**Instructions for the task**
Arrange every entry below as a two-column CSV headed instruction and outline, with one row per entry holding its instruction text and its SVG answer. Put each field in quotes, change line breaks to spaces, and leave out the pictures.

:: Dataset records ::

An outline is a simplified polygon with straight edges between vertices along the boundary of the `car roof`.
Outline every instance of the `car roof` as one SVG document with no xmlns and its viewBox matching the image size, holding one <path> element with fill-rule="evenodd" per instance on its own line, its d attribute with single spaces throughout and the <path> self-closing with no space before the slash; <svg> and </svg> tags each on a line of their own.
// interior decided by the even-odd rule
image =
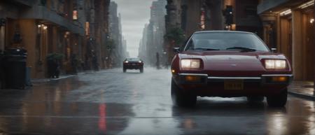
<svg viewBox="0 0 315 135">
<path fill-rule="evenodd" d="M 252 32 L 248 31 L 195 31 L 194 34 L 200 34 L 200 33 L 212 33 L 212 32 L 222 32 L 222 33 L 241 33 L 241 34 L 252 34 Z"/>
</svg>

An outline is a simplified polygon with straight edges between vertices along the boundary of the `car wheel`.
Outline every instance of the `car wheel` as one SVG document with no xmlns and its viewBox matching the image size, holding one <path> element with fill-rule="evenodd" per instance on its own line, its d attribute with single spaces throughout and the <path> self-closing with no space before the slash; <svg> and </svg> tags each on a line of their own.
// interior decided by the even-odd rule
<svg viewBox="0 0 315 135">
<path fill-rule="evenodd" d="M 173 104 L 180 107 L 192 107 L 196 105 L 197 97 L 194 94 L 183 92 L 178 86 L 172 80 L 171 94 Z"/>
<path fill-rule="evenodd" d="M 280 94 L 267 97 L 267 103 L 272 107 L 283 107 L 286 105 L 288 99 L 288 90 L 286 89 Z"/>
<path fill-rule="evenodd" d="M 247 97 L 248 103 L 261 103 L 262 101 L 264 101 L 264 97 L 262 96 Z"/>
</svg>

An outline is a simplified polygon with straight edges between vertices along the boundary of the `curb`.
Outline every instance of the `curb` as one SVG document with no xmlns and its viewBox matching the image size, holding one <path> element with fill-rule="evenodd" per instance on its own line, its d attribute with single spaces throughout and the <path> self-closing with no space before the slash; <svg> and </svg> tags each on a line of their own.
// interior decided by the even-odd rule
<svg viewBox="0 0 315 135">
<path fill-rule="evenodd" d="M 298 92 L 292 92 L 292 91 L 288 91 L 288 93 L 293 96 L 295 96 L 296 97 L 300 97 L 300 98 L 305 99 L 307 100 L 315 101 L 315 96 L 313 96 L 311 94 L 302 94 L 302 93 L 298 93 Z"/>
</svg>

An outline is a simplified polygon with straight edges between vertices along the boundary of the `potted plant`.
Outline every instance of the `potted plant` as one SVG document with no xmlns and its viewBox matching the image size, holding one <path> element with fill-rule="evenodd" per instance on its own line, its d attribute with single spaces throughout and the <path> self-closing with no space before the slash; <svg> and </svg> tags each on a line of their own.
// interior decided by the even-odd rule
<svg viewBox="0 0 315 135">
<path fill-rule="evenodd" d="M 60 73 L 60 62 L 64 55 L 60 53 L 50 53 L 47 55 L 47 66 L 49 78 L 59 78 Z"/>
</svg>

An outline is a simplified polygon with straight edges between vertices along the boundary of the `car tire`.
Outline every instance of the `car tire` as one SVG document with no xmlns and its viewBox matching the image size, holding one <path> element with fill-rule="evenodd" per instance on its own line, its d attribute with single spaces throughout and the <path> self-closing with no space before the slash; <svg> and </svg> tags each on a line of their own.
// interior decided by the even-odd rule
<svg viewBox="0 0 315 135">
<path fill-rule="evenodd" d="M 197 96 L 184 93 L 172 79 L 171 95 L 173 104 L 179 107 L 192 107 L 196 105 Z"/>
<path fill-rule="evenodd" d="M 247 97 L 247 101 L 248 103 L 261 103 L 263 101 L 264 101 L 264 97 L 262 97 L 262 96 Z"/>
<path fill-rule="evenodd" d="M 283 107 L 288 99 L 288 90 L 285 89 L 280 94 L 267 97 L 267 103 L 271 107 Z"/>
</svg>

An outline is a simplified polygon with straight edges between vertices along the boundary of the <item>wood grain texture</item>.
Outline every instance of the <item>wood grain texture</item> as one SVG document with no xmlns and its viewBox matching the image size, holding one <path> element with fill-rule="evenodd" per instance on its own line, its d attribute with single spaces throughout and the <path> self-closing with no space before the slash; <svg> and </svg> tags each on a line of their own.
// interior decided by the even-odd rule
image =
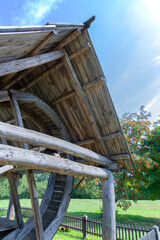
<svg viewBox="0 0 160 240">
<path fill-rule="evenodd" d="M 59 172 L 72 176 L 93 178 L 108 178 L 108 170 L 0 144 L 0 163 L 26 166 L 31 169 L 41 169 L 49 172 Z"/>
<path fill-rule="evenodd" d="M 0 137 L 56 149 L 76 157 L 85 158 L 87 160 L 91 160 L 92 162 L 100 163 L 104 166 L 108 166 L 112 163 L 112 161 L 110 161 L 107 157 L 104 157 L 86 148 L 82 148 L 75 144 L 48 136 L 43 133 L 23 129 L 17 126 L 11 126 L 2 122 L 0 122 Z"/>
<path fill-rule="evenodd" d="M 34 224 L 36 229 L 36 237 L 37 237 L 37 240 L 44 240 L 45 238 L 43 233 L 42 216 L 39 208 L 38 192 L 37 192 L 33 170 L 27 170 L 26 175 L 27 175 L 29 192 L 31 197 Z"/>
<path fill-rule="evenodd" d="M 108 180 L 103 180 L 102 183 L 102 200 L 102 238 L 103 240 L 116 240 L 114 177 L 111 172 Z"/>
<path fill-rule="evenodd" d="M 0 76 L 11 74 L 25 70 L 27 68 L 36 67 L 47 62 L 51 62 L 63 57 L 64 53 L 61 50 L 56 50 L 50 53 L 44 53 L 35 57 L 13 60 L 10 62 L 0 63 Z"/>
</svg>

:::

**Answer below**
instruction,outline
"An outline is a simplified polygon with straight edges between vertices along the boundary of the `car roof`. Outline every instance of the `car roof` as one SVG document with no xmlns and its viewBox matching the image size, holding one <path> element with fill-rule=""evenodd"" per instance on its own line, its d attribute with single spaces throughout and the <path> self-closing with no space before the slash; <svg> and </svg> tags each on a line of their own. // interior decided by the even-odd rule image =","<svg viewBox=""0 0 315 135""> <path fill-rule=""evenodd"" d=""M 252 32 L 248 31 L 195 31 L 194 34 L 200 34 L 200 33 L 212 33 L 212 32 L 222 32 L 222 33 L 241 33 L 241 34 L 252 34 Z""/> </svg>"
"An outline is a simplified polygon with straight edges between vertices along the boundary of the `car wheel`. Outline every instance of the `car wheel` as one SVG document with no xmlns and its viewBox matching the image size, holding one <path> element with fill-rule=""evenodd"" per instance on its own line, its d attribute with single spaces throughout and the <path> self-closing with no space before the slash; <svg> and </svg> tags each on a line of their own. // interior decided by the even-odd rule","<svg viewBox=""0 0 315 135""> <path fill-rule=""evenodd"" d=""M 173 104 L 180 107 L 192 107 L 196 105 L 197 97 L 194 94 L 183 92 L 178 86 L 172 80 L 171 94 Z""/> <path fill-rule=""evenodd"" d=""M 280 94 L 267 97 L 267 103 L 272 107 L 283 107 L 286 105 L 288 99 L 288 90 L 286 89 Z""/> <path fill-rule=""evenodd"" d=""M 247 97 L 248 103 L 261 103 L 262 101 L 264 101 L 264 97 L 262 96 Z""/> </svg>"
"An outline is a simplified polygon with straight edges between vertices along the boundary of the `curb`. Outline every instance of the `curb` as one SVG document with no xmlns and its viewBox matching the image size, holding one <path> element with fill-rule=""evenodd"" per instance on its own line, its d attribute with single spaces throughout and the <path> self-closing with no space before the slash; <svg> and </svg> tags each on a line of their own. // interior decided by the even-odd rule","<svg viewBox=""0 0 315 135""> <path fill-rule=""evenodd"" d=""M 298 92 L 292 92 L 292 91 L 288 91 L 288 93 L 293 96 L 295 96 L 296 97 L 300 97 L 300 98 L 305 99 L 307 100 L 315 101 L 315 96 L 313 96 L 311 94 L 302 94 L 302 93 L 298 93 Z""/> </svg>"
"An outline is a simplified polygon with straight edges between vertices along the boundary of the `potted plant`. Outline every instance of the `potted plant` as one SVG document with no xmlns and its viewBox matching the image size, holding one <path> element with fill-rule=""evenodd"" per instance on its own line, its d attribute with single spaces throughout and the <path> self-closing with no space before the slash; <svg> and </svg> tags each on a line of their own. // interior decided by the even-odd rule","<svg viewBox=""0 0 315 135""> <path fill-rule=""evenodd"" d=""M 60 73 L 60 62 L 64 55 L 60 53 L 50 53 L 47 55 L 47 66 L 49 78 L 59 78 Z""/> </svg>"
"An outline is a simplified polygon with straight edges between vertices along the boundary of the `car tire`. Outline every instance of the `car tire` as one SVG document with no xmlns and its viewBox matching the image size, holding one <path> element with fill-rule=""evenodd"" per instance on its own line, its d attribute with single spaces throughout and the <path> self-closing with no space before the slash; <svg> and </svg> tags each on a line of their own. // interior decided by the even-odd rule","<svg viewBox=""0 0 315 135""> <path fill-rule=""evenodd"" d=""M 197 96 L 184 93 L 172 79 L 171 95 L 173 104 L 179 107 L 192 107 L 196 105 Z""/> <path fill-rule=""evenodd"" d=""M 247 97 L 247 101 L 248 103 L 261 103 L 263 101 L 264 101 L 264 97 L 262 97 L 262 96 Z""/> <path fill-rule=""evenodd"" d=""M 283 107 L 288 99 L 288 90 L 285 89 L 280 94 L 267 97 L 267 103 L 271 107 Z""/> </svg>"
"An outline is a simplified polygon with straight edges between vertices along the boundary of the <item>wood grain texture</item>. Outline every instance of the <item>wood grain texture</item> as one SVG document with no xmlns and its viewBox matching the image size, holding one <path> element with fill-rule=""evenodd"" per instance on its own line, its d attribute with single spaces throughout and the <path> self-closing with no space before the slash; <svg> and </svg> tags each on a line of their own. // interior decided by the even-odd rule image =","<svg viewBox=""0 0 160 240""> <path fill-rule=""evenodd"" d=""M 59 172 L 72 176 L 93 178 L 108 178 L 108 170 L 0 144 L 0 163 L 26 166 L 31 169 L 41 169 L 49 172 Z""/> <path fill-rule=""evenodd"" d=""M 0 137 L 56 149 L 76 157 L 85 158 L 87 160 L 91 160 L 92 162 L 100 163 L 104 166 L 108 166 L 112 163 L 112 161 L 110 161 L 107 157 L 104 157 L 86 148 L 82 148 L 75 144 L 48 136 L 43 133 L 23 129 L 17 126 L 11 126 L 2 122 L 0 122 Z""/> <path fill-rule=""evenodd"" d=""M 34 224 L 36 229 L 36 237 L 37 237 L 37 240 L 44 240 L 45 238 L 43 233 L 42 216 L 39 208 L 38 192 L 37 192 L 33 170 L 27 170 L 26 175 L 27 175 L 29 192 L 31 197 Z""/> <path fill-rule=""evenodd"" d=""M 108 180 L 103 180 L 102 183 L 102 200 L 102 238 L 103 240 L 116 240 L 114 177 L 111 172 Z""/> <path fill-rule=""evenodd"" d=""M 0 76 L 11 74 L 25 70 L 27 68 L 36 67 L 47 62 L 51 62 L 63 57 L 64 53 L 61 50 L 56 50 L 50 53 L 44 53 L 35 57 L 13 60 L 10 62 L 0 63 Z""/> </svg>"